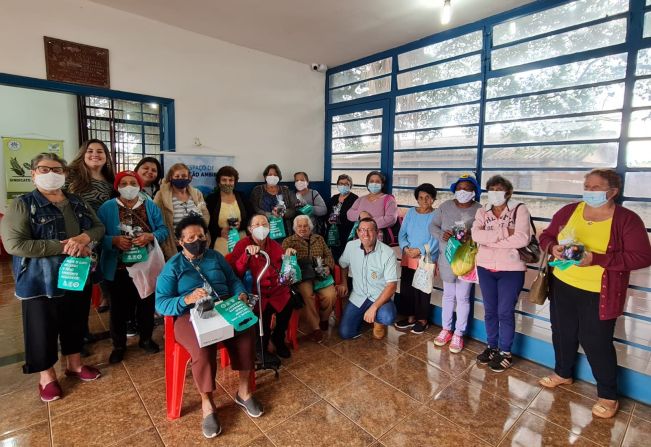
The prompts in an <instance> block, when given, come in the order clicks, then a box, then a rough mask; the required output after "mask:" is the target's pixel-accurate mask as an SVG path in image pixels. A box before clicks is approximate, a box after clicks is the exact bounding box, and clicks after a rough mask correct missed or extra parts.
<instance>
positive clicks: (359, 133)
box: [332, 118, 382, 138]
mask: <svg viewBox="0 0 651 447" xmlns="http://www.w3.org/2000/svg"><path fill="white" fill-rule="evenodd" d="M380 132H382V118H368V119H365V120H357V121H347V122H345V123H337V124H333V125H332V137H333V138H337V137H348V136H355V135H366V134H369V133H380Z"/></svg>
---
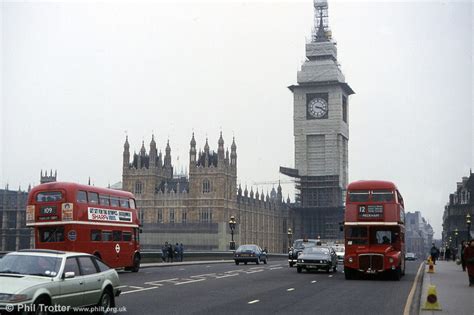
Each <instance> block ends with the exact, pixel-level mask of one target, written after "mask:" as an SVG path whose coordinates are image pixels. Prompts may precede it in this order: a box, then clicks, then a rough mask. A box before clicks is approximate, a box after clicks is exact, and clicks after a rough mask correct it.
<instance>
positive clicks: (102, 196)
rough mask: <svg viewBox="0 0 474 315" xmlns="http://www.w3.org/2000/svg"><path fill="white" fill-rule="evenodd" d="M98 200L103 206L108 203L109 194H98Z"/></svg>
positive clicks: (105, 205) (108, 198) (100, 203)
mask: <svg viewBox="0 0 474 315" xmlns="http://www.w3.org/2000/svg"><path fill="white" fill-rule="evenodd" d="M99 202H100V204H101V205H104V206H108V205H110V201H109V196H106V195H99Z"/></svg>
--
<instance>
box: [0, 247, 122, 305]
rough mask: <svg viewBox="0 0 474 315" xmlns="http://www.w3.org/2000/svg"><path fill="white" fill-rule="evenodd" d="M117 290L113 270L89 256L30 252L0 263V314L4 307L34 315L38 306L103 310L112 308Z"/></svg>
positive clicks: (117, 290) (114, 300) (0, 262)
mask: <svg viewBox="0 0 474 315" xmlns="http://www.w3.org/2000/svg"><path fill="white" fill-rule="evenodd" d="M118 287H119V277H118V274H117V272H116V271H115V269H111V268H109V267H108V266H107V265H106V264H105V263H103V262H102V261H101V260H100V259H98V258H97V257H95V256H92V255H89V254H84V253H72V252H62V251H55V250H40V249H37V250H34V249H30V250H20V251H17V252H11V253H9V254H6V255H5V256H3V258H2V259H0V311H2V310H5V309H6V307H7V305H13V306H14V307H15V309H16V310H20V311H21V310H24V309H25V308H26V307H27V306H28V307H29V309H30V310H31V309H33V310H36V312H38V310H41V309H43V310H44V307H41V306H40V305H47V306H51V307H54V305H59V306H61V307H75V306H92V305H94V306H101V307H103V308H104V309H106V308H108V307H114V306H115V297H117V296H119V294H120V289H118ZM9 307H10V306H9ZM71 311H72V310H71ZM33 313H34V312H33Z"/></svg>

* **Task description**:
List every line above that contains the word "image".

* **Task response**:
The prompts in an <instance> block, when given, come in the order clicks, then a box, then a rough mask; the required output after "mask:" is the target's pixel-accurate mask as an SVG path in image pixels. A box before clicks is approximate, a box after clicks is the exact bounding box, and clicks after a rough mask correct missed or extra parts.
Each <instance> block ends with the exact, pixel-level mask of one target, written after "mask:" as an SVG path whose coordinates are image pixels. Prompts may precede it in this order: a box, then clicks, then a rough mask. A box before clicks is approximate, a box after clicks is exact, and clicks after a rough mask correct it.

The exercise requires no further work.